EXERCISE DIRECTIONS
Retype only what runs from the line that contains "For every instance of the wristwatch, mark" through the last line of the listing below, both lines included.

RECORDED INFORMATION
····················

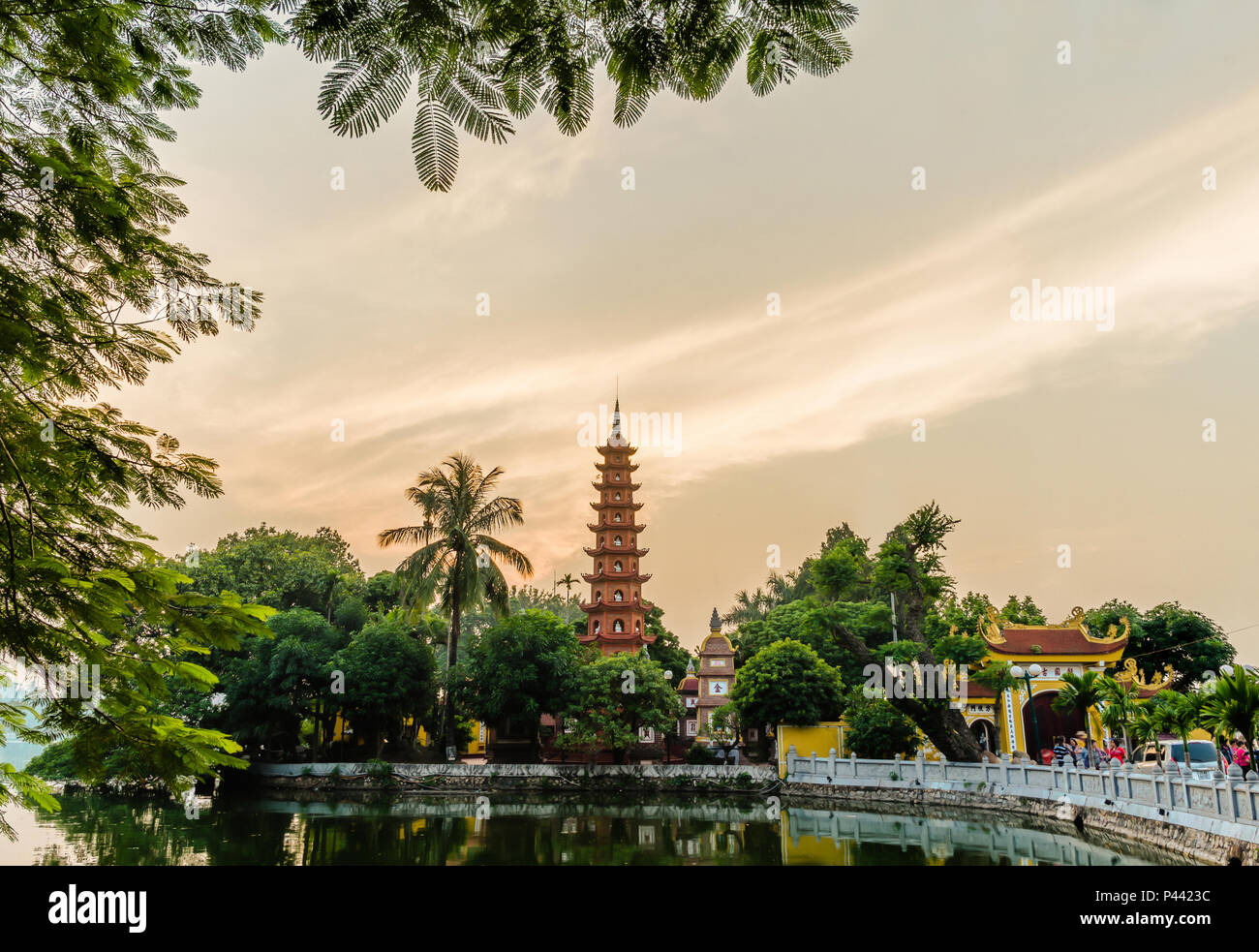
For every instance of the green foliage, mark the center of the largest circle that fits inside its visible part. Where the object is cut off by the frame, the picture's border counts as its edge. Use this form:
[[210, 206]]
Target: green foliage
[[666, 649], [699, 754], [1167, 634], [281, 568], [389, 679], [843, 571], [521, 667], [787, 683], [1233, 707], [615, 697], [92, 294], [479, 64], [1081, 692], [55, 762], [273, 683], [876, 729], [457, 561]]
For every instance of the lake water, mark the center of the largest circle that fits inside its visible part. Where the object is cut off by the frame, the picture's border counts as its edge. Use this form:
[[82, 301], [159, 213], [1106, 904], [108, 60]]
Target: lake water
[[499, 830]]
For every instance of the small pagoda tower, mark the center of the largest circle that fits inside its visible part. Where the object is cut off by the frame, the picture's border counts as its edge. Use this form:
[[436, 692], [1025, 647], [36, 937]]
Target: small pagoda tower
[[716, 675], [616, 615]]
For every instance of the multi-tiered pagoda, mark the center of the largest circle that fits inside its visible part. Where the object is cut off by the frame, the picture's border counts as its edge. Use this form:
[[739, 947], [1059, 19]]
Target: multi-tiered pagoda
[[616, 613]]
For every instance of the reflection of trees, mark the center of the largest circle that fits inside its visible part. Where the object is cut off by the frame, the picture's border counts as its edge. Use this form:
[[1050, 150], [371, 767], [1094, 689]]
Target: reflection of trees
[[382, 840], [235, 831], [111, 831]]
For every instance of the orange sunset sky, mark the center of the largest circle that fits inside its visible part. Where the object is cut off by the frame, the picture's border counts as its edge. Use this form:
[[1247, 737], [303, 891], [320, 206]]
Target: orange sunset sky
[[894, 307]]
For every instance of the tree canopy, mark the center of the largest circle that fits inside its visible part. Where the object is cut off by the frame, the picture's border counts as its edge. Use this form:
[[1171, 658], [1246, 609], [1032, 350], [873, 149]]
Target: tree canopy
[[479, 64]]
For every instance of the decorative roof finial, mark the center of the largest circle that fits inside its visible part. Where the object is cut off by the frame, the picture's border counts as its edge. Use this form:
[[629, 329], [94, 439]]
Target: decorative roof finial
[[615, 437]]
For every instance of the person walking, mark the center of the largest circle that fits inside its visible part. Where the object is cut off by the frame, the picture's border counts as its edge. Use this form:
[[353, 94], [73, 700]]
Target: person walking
[[1242, 755], [1060, 750]]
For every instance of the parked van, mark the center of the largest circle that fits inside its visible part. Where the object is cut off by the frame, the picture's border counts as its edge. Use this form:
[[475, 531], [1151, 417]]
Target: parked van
[[1203, 755]]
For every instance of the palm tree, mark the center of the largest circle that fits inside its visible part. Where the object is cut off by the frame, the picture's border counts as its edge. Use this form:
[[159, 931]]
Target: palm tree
[[1120, 699], [748, 607], [1175, 714], [1144, 724], [456, 563], [1079, 692], [1234, 707]]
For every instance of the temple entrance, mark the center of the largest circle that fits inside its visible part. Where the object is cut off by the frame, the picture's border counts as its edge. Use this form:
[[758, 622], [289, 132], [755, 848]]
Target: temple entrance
[[1050, 723], [986, 733]]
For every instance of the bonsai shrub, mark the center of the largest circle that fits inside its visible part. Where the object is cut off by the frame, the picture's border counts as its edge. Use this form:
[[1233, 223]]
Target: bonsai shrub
[[877, 730]]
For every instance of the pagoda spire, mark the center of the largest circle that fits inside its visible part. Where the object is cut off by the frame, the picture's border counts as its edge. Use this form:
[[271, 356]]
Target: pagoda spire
[[616, 613]]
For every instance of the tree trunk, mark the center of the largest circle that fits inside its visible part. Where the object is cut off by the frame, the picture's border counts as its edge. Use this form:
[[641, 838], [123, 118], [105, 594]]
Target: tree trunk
[[452, 649]]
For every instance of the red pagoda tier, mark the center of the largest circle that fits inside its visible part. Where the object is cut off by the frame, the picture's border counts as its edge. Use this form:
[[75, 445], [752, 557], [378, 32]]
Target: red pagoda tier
[[616, 612]]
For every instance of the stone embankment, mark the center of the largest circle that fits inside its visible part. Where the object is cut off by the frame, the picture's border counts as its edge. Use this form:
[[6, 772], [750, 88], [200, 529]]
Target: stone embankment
[[1210, 820]]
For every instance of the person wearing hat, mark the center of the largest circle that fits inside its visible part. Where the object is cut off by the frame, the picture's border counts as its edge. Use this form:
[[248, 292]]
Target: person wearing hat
[[1084, 750]]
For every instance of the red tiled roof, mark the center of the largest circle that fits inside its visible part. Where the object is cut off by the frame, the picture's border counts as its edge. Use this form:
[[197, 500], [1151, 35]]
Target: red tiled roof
[[977, 691], [1053, 641]]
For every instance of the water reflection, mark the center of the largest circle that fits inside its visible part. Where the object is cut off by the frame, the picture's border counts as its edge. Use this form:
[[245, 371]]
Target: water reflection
[[557, 831]]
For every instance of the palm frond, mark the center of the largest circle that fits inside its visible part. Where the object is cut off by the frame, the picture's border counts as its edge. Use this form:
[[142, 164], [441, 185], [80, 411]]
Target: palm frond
[[435, 146]]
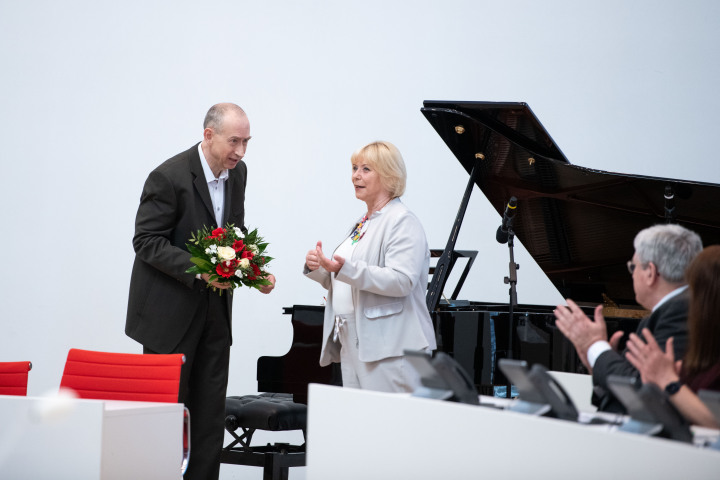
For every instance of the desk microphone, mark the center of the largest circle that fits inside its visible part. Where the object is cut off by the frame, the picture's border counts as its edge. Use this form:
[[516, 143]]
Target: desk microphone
[[669, 204], [510, 209]]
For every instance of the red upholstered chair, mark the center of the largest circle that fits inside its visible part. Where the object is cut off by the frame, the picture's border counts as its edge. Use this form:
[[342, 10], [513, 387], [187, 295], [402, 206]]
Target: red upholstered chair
[[127, 376], [13, 378]]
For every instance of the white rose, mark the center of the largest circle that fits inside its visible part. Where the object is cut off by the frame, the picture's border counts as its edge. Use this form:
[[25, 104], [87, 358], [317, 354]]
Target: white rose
[[226, 253]]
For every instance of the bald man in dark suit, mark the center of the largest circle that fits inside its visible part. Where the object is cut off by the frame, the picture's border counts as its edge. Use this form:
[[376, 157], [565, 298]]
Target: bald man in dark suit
[[170, 311]]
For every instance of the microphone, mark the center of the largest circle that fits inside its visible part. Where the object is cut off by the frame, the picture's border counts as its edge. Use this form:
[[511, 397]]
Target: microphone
[[669, 204], [502, 234]]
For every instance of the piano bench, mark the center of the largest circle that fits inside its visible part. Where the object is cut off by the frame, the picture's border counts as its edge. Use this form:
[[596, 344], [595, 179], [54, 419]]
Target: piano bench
[[267, 411]]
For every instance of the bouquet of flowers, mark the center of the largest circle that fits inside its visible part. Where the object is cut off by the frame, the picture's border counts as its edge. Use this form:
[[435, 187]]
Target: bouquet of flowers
[[228, 255]]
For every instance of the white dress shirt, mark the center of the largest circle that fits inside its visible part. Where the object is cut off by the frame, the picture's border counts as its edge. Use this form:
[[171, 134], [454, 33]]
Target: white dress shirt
[[216, 187]]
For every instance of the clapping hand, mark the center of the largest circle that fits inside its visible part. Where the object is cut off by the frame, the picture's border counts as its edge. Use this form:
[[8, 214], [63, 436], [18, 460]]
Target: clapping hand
[[654, 365], [316, 259]]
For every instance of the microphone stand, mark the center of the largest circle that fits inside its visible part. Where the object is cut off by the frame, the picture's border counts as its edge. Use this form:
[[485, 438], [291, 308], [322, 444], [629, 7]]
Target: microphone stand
[[512, 280]]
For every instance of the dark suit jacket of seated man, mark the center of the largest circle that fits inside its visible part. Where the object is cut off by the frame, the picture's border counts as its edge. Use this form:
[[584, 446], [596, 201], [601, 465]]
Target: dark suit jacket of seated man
[[662, 253]]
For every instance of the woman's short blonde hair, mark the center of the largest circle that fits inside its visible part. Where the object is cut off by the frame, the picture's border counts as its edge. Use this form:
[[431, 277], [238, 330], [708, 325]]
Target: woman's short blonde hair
[[385, 158]]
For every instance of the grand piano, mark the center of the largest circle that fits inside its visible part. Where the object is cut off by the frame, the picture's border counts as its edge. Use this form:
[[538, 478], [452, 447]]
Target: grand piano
[[577, 223]]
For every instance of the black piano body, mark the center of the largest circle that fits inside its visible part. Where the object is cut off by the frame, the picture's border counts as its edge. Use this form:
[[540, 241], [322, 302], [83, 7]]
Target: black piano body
[[577, 223]]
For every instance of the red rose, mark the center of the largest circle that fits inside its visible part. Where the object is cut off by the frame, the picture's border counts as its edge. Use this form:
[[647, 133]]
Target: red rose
[[227, 269], [217, 233], [257, 271]]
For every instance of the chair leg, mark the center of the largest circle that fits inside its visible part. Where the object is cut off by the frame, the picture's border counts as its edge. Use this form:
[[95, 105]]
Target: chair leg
[[273, 471]]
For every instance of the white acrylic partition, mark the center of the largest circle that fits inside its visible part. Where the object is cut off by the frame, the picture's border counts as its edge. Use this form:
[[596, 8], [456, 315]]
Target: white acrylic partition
[[89, 439], [355, 434]]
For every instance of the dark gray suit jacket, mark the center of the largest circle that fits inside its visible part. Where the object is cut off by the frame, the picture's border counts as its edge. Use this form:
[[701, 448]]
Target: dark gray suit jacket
[[669, 320], [175, 203]]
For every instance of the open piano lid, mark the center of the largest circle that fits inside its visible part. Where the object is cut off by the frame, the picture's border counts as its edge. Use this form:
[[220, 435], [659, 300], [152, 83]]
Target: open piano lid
[[577, 223]]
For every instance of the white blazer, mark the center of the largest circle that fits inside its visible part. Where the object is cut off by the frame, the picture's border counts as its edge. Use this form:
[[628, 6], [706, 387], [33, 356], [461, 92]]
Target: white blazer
[[388, 273]]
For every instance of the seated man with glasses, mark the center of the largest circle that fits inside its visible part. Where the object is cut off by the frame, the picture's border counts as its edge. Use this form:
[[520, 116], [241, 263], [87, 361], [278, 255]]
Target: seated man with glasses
[[662, 253]]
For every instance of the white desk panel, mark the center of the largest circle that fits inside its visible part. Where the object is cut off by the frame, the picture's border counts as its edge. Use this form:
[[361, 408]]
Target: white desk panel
[[355, 434]]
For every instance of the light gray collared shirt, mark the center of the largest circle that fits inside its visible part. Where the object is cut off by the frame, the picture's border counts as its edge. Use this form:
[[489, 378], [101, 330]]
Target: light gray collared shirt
[[216, 187]]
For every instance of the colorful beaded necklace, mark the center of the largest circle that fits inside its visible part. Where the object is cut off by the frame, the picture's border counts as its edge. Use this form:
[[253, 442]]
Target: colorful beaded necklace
[[359, 231]]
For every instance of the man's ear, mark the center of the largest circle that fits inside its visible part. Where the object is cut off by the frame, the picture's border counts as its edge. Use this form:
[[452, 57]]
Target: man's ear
[[651, 273], [208, 134]]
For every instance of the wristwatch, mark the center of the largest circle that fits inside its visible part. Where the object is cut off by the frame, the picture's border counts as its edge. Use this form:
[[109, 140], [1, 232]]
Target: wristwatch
[[673, 387]]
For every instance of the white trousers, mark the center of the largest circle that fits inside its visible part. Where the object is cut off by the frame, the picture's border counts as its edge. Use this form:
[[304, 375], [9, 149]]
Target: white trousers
[[394, 374]]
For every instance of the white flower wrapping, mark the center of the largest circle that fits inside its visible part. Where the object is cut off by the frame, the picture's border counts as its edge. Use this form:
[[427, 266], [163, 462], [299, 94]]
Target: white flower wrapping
[[226, 253]]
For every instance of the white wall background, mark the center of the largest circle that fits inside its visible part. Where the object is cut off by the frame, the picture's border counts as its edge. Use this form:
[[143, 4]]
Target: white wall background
[[95, 94]]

····················

TASK RESPONSE
For every instance of the wristwatch, mark the center of the largest circle that fits inside its visible part. Where the object is cut off by the frame, the picture's border counts as its edge. Use this form:
[[109, 140], [1, 232]]
Target: wristwatch
[[673, 387]]
For every instance of the white trousers, mark the center of the largest circle that fits inside its visible part. Where the object is cut off by the frame, the picture's border counts as its edge. Use this form:
[[304, 375], [9, 149]]
Target: white trousers
[[394, 374]]
For every instance of the white flower wrapping, mark the center of the largest circle that fits inside its visible part. Where the object is cut off by the frame, the picture's border counts as its edge. Use this form:
[[427, 266], [163, 462], [299, 94]]
Target: white flower wrapping
[[226, 253]]
For every instance of the white wall background, mark the center of the largest circle that fits inside its visible part. Where the object is cut off by the frame, the picture's border counts as its edge. Use this form:
[[143, 4]]
Target: white wall background
[[95, 94]]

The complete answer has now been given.